Look through the entries below and extract exactly the lines from the one containing "Target: bare arm" through the one containing "Target: peeled garlic clove", ends included.

(Listed entries)

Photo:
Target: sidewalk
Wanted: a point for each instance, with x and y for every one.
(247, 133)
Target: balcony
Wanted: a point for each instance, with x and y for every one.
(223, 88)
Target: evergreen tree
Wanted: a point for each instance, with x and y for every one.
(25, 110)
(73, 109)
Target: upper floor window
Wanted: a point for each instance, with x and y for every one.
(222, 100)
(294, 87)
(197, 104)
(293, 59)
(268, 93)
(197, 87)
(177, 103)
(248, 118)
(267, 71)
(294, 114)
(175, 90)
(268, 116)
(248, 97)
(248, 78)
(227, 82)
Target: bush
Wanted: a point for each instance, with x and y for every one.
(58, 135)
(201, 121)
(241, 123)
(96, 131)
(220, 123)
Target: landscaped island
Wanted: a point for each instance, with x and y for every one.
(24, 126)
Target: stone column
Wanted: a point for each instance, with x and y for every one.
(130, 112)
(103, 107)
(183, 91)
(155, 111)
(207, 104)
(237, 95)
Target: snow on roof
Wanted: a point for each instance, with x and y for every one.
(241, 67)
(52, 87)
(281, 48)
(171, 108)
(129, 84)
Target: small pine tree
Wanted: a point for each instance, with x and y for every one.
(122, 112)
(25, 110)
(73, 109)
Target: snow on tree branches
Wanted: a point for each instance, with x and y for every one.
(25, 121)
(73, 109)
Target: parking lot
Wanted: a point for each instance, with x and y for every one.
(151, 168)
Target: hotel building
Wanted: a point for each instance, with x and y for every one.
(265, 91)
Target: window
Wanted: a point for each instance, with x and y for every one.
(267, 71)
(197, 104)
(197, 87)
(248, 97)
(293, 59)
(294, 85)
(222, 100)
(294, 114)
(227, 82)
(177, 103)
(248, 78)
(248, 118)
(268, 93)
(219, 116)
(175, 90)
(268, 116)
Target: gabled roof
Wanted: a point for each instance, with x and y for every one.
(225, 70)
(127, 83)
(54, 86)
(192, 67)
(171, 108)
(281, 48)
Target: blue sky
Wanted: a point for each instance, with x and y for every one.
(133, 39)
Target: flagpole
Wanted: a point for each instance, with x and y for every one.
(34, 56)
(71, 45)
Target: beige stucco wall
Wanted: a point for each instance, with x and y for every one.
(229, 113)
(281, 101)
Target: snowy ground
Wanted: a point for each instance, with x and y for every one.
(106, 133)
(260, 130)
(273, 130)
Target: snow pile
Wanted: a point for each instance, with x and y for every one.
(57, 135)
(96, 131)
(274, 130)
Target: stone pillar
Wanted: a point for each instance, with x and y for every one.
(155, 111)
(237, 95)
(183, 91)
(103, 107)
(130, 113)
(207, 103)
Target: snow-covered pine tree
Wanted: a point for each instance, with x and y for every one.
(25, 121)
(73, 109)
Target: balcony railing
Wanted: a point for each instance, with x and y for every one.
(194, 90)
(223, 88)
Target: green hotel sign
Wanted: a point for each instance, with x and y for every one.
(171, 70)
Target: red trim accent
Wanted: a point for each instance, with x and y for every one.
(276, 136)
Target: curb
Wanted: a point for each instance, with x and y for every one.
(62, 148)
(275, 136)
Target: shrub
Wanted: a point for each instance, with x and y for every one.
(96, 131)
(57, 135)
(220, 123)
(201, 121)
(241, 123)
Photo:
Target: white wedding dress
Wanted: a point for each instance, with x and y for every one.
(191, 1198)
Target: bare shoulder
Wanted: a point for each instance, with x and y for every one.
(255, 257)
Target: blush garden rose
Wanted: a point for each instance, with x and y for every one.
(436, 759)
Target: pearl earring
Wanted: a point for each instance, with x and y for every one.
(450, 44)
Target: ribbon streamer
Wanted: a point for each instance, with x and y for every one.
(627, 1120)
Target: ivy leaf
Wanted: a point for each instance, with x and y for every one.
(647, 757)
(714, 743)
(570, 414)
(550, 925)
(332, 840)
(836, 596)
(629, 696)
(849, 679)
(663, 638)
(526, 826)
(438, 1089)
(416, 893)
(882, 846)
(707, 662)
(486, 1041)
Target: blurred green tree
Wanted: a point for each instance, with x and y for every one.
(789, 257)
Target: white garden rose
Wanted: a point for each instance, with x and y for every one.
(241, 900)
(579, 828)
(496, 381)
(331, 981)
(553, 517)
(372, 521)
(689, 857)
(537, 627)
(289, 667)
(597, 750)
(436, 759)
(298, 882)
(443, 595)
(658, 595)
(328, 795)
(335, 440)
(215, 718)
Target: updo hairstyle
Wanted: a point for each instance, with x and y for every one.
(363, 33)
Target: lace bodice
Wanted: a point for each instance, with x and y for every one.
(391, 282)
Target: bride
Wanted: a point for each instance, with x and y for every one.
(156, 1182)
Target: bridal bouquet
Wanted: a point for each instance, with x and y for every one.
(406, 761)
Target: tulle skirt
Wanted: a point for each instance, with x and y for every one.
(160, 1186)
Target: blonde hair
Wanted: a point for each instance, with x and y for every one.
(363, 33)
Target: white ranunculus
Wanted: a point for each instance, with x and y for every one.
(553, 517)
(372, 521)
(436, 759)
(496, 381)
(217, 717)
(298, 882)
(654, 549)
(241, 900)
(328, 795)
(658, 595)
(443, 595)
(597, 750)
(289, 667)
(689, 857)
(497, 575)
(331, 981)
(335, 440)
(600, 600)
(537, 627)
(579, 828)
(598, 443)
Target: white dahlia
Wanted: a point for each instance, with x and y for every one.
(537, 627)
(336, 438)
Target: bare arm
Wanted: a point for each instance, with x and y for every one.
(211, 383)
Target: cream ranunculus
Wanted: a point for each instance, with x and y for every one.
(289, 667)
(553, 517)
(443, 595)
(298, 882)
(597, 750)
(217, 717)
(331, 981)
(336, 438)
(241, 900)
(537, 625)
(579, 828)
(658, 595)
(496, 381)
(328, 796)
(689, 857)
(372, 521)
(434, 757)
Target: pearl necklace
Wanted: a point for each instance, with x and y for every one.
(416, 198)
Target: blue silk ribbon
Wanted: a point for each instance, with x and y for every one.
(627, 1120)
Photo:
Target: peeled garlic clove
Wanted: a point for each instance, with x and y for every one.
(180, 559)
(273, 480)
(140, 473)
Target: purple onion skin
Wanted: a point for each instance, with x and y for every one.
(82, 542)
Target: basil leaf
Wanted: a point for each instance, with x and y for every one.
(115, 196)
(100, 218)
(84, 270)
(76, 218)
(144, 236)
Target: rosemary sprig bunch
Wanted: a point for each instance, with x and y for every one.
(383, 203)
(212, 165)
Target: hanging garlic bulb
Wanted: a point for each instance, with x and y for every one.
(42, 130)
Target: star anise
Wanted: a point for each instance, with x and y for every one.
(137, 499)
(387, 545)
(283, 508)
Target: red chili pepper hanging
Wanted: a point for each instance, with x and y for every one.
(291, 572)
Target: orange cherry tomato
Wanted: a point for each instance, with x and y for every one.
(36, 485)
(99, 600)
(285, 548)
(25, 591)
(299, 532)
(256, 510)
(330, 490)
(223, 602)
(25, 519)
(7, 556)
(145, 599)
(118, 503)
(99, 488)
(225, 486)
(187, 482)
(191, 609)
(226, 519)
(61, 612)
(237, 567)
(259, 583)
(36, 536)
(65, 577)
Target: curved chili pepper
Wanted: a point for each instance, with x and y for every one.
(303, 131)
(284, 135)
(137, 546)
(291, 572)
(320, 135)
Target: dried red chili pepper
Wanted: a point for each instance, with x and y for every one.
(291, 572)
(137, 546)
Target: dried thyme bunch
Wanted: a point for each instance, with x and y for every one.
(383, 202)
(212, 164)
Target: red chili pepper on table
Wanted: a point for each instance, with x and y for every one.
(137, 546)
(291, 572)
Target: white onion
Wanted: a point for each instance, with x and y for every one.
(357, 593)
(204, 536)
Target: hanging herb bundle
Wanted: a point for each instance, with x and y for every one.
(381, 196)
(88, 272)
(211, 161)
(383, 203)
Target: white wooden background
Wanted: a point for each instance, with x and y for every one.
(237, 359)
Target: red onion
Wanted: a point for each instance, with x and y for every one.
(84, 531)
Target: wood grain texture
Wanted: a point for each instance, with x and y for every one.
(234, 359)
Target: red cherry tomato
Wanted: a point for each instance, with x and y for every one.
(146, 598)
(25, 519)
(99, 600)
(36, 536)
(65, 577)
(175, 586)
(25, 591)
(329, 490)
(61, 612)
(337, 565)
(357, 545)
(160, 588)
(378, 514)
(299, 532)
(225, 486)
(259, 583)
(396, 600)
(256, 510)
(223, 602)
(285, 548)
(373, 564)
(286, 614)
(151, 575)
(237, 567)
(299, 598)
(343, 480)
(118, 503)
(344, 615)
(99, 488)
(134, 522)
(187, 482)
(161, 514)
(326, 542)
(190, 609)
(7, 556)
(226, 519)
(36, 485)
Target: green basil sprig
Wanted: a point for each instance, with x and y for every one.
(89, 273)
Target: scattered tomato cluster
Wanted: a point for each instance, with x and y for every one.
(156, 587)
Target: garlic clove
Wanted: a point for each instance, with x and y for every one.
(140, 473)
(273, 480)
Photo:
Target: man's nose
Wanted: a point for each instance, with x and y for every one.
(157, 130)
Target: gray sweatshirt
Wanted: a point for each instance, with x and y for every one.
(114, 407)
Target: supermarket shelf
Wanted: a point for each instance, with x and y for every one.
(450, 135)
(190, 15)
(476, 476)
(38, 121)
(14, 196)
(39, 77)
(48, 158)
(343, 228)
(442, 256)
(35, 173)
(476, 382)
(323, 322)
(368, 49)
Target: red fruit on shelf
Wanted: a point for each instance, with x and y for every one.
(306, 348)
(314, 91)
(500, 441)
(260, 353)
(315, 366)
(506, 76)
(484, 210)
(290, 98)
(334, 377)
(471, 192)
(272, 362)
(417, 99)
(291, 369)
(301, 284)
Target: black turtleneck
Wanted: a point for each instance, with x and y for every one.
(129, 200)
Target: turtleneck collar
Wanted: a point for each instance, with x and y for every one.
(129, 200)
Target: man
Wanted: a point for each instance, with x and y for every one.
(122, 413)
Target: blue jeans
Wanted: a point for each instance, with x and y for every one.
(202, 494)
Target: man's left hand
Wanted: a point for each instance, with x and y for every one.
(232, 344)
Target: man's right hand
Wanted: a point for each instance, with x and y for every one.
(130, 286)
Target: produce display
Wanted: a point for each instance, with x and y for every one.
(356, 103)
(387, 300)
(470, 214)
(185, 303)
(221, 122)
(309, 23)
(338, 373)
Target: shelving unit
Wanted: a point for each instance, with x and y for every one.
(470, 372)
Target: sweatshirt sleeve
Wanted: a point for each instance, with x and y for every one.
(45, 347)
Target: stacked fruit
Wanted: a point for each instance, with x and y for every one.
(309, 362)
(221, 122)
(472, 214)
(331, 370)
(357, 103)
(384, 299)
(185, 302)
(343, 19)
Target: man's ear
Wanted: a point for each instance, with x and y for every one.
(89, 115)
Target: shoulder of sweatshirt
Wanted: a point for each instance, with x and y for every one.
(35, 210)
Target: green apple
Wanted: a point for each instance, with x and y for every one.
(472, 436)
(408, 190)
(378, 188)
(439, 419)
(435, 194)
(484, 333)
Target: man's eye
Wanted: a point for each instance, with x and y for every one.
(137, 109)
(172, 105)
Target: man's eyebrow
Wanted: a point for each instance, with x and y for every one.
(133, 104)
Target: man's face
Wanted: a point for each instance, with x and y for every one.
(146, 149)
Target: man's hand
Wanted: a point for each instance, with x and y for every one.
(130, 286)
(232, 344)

(End Listed entries)

■ Answer for the task
Target: bare arm
Wanted: a point for each instance, with x and y for every one.
(211, 383)
Target: cream ranunculus
Wanted: a point for each instance, with x and y for every one.
(289, 667)
(553, 517)
(443, 595)
(298, 882)
(597, 750)
(217, 717)
(331, 981)
(336, 438)
(241, 900)
(537, 625)
(579, 828)
(658, 595)
(496, 381)
(328, 796)
(689, 857)
(372, 521)
(434, 757)
Target: pearl necklace
Wanted: a point for each instance, with x and y for every one.
(416, 198)
Target: blue silk ribbon
Wanted: a point for each instance, with x and y for every one.
(627, 1120)
Photo:
Target: peeled garlic clove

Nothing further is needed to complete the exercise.